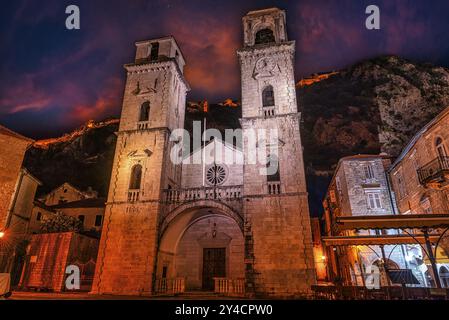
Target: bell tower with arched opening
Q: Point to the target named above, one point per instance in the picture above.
(278, 242)
(153, 106)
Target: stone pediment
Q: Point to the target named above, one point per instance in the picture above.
(208, 239)
(140, 153)
(140, 92)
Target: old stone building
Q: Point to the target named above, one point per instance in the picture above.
(208, 224)
(89, 211)
(17, 191)
(12, 150)
(67, 193)
(360, 187)
(420, 178)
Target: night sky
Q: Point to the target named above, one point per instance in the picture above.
(53, 79)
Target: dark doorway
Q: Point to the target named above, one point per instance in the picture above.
(214, 265)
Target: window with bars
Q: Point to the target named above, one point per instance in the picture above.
(374, 201)
(369, 172)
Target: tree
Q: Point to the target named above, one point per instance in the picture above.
(61, 223)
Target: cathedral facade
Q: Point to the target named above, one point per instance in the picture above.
(197, 223)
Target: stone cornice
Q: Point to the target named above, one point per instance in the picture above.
(166, 129)
(285, 115)
(157, 66)
(288, 46)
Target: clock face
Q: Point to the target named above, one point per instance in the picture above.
(265, 65)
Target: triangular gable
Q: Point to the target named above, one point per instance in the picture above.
(207, 151)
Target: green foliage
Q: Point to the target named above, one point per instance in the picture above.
(61, 223)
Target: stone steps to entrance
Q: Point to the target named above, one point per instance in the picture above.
(200, 295)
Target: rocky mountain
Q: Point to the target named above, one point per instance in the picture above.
(84, 157)
(374, 106)
(371, 107)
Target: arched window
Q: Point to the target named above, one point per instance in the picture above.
(154, 54)
(264, 36)
(273, 169)
(444, 276)
(441, 149)
(268, 97)
(136, 177)
(144, 111)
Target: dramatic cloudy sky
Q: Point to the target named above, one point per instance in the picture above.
(52, 79)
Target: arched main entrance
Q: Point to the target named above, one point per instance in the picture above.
(200, 244)
(444, 276)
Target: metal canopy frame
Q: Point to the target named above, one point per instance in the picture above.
(424, 222)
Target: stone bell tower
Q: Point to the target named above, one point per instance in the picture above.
(153, 106)
(278, 241)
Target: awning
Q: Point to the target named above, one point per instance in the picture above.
(402, 276)
(377, 240)
(409, 221)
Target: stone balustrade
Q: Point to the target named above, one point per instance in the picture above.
(208, 193)
(170, 286)
(230, 287)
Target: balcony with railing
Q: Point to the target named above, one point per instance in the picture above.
(435, 174)
(229, 287)
(274, 187)
(133, 195)
(169, 286)
(269, 111)
(143, 125)
(229, 193)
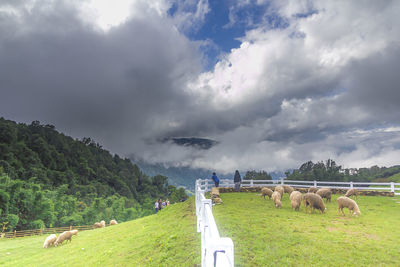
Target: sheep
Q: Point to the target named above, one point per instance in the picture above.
(97, 225)
(276, 197)
(280, 189)
(49, 241)
(288, 189)
(314, 201)
(312, 189)
(265, 191)
(217, 200)
(74, 232)
(325, 193)
(67, 235)
(351, 192)
(345, 202)
(295, 199)
(214, 192)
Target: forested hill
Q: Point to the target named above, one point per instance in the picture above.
(65, 181)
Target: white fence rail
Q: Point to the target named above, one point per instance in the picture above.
(392, 187)
(215, 250)
(206, 184)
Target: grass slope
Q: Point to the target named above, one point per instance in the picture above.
(266, 236)
(166, 239)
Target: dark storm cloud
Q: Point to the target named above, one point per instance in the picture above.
(325, 86)
(89, 83)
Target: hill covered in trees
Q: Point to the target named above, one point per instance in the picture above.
(330, 171)
(49, 179)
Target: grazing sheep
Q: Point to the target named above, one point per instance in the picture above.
(295, 199)
(345, 202)
(276, 197)
(217, 200)
(49, 241)
(314, 201)
(67, 235)
(325, 193)
(312, 189)
(265, 191)
(351, 192)
(288, 189)
(280, 189)
(96, 225)
(74, 232)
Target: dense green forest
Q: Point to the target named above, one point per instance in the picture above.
(330, 171)
(49, 179)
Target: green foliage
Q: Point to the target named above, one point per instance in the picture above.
(11, 221)
(266, 236)
(168, 238)
(49, 179)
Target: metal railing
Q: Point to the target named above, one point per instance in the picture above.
(215, 250)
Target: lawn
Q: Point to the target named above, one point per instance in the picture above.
(266, 236)
(166, 239)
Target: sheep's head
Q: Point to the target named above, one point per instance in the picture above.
(357, 213)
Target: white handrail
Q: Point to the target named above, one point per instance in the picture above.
(215, 250)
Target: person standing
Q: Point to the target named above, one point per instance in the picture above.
(156, 207)
(237, 180)
(215, 179)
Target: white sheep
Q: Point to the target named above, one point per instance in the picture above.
(288, 189)
(280, 189)
(295, 199)
(67, 235)
(312, 189)
(74, 232)
(313, 201)
(351, 192)
(49, 241)
(265, 191)
(97, 225)
(325, 193)
(345, 202)
(276, 197)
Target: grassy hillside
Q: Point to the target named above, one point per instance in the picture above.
(166, 239)
(266, 236)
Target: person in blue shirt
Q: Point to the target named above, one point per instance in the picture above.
(215, 179)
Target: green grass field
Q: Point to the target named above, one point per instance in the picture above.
(262, 236)
(266, 236)
(166, 239)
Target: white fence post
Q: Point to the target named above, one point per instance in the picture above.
(215, 251)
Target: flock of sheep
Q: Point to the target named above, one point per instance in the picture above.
(312, 199)
(53, 240)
- - -
» PROBLEM DETAILS:
Take exactly the lines from the one containing "Target: person in blue shirt" through the one containing "Target: flock of sheep" in the data above, and output them with nothing added.

» WORKED SOLUTION:
Target: person in blue shirt
Q: Point to the target named above, one point per instance in the picture above.
(215, 179)
Target: green grass field
Q: Point to the target named above, one point per instance in the picture above.
(262, 236)
(266, 236)
(166, 239)
Target: white fence post
Q: Point to the target named above, one point per instance in the picture above.
(215, 251)
Target: flock of sheep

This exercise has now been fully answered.